* Input data
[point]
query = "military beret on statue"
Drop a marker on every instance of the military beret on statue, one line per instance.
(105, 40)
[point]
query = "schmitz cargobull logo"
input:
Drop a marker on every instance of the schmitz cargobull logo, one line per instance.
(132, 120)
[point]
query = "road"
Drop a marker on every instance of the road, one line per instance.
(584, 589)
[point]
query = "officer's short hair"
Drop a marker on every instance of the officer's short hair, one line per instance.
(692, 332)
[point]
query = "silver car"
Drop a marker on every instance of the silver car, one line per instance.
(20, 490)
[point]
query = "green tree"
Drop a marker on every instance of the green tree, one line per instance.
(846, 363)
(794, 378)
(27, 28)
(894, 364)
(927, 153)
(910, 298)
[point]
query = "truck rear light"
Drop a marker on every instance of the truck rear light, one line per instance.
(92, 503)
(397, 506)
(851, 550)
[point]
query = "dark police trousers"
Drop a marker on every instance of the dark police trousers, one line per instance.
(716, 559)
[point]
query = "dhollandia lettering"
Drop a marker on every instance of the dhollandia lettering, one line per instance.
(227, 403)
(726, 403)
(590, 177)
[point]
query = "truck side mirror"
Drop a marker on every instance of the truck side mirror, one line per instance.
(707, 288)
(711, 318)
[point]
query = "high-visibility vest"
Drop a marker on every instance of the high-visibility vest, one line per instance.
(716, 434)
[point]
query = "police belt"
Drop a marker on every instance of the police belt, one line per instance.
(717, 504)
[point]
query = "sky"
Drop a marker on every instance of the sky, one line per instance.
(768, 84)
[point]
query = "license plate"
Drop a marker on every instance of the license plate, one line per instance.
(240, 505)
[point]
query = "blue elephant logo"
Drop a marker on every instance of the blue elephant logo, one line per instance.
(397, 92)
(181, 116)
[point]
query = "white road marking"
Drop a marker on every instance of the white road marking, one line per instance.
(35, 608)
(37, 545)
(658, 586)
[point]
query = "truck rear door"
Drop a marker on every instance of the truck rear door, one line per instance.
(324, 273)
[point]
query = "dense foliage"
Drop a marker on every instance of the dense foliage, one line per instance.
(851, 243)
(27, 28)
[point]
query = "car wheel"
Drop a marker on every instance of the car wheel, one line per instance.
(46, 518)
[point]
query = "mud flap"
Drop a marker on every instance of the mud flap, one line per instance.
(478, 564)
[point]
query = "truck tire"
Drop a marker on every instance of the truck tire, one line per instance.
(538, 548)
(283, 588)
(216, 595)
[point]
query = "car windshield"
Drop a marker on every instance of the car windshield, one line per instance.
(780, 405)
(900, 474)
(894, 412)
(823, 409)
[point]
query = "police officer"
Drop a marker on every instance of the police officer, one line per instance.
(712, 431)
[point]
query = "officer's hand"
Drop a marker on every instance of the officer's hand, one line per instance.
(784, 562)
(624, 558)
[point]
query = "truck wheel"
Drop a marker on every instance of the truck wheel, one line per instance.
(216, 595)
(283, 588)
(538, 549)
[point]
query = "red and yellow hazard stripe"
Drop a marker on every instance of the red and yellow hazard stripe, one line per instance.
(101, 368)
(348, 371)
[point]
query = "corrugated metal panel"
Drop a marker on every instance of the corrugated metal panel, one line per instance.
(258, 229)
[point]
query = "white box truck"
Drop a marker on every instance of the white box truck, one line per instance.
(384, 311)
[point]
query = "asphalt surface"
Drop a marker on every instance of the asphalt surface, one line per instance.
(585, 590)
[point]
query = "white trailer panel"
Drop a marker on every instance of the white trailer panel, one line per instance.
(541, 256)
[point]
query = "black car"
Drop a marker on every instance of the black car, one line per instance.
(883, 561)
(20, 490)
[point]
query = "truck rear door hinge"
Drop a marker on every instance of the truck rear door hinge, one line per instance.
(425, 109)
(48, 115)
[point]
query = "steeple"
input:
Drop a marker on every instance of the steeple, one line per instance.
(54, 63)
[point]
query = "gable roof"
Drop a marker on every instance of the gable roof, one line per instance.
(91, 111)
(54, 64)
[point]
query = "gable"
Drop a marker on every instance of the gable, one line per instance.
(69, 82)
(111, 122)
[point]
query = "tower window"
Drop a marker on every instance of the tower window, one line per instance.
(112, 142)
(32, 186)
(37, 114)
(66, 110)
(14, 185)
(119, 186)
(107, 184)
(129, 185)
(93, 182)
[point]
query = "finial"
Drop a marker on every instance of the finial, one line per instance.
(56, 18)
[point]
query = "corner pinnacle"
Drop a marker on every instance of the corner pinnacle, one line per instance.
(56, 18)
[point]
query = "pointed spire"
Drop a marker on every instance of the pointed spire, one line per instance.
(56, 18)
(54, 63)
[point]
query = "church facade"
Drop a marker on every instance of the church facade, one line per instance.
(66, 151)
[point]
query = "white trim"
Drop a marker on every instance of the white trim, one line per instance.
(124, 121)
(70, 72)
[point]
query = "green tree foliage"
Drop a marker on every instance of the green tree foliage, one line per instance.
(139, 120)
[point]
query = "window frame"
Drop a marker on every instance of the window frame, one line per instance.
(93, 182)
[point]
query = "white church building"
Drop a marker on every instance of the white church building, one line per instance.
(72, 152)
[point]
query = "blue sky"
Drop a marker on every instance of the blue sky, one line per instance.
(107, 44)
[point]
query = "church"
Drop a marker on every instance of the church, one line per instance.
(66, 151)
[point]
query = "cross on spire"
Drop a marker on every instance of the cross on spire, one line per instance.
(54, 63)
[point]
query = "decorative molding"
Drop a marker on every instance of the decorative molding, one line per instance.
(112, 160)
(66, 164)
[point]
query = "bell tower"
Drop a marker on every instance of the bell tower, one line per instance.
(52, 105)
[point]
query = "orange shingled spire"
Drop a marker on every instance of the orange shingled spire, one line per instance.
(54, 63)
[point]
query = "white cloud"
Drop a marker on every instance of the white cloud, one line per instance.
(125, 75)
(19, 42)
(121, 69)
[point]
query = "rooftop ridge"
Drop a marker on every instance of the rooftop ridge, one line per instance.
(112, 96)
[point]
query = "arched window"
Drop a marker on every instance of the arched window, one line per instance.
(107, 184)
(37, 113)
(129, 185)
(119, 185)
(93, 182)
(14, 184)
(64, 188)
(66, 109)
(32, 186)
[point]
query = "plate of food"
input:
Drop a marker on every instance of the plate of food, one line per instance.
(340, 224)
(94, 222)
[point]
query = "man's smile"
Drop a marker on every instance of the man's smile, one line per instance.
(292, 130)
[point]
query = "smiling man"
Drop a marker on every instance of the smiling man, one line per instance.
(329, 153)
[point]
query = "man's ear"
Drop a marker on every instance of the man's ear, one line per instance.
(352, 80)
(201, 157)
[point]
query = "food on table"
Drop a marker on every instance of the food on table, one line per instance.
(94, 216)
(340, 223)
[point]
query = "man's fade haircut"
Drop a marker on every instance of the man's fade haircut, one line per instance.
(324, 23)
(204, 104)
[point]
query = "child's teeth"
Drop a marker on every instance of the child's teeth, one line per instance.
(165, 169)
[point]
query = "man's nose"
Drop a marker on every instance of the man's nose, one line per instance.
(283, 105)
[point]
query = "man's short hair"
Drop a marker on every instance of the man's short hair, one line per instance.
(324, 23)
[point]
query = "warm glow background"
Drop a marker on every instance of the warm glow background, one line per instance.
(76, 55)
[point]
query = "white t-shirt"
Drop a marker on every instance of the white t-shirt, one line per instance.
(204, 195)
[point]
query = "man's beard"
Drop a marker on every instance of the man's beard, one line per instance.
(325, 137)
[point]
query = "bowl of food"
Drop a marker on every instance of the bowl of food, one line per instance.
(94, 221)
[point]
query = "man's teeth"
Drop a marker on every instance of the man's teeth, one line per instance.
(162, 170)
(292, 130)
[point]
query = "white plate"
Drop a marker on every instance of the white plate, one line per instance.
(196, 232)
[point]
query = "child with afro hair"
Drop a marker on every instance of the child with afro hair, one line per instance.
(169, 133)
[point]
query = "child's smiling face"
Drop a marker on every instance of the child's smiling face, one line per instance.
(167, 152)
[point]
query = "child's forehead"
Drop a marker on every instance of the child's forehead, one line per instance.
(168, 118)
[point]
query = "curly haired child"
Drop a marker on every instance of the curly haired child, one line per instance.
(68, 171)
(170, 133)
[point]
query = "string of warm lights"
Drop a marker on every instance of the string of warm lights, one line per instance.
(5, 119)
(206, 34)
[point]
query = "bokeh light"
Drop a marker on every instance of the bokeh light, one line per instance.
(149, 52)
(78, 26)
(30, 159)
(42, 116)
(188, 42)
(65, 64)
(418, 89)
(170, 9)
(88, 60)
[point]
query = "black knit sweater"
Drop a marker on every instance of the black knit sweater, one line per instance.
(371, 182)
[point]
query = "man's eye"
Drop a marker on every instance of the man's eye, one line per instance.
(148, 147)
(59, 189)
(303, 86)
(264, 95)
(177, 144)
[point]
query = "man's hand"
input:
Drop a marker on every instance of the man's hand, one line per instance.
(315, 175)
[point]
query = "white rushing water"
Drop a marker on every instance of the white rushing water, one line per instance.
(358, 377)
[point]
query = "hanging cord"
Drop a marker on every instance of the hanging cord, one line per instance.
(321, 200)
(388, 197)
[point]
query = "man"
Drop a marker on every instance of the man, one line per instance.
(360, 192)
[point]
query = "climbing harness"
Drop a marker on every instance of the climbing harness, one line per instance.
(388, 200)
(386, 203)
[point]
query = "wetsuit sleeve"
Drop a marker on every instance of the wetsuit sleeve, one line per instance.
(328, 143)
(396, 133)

* The problem
Show each line of the items above that contains the string "rushing", copied in full. Matching is case-sensitive.

* The output
query = "white rushing water"
Drop a marker on every instance of the white rushing water, one line per instance.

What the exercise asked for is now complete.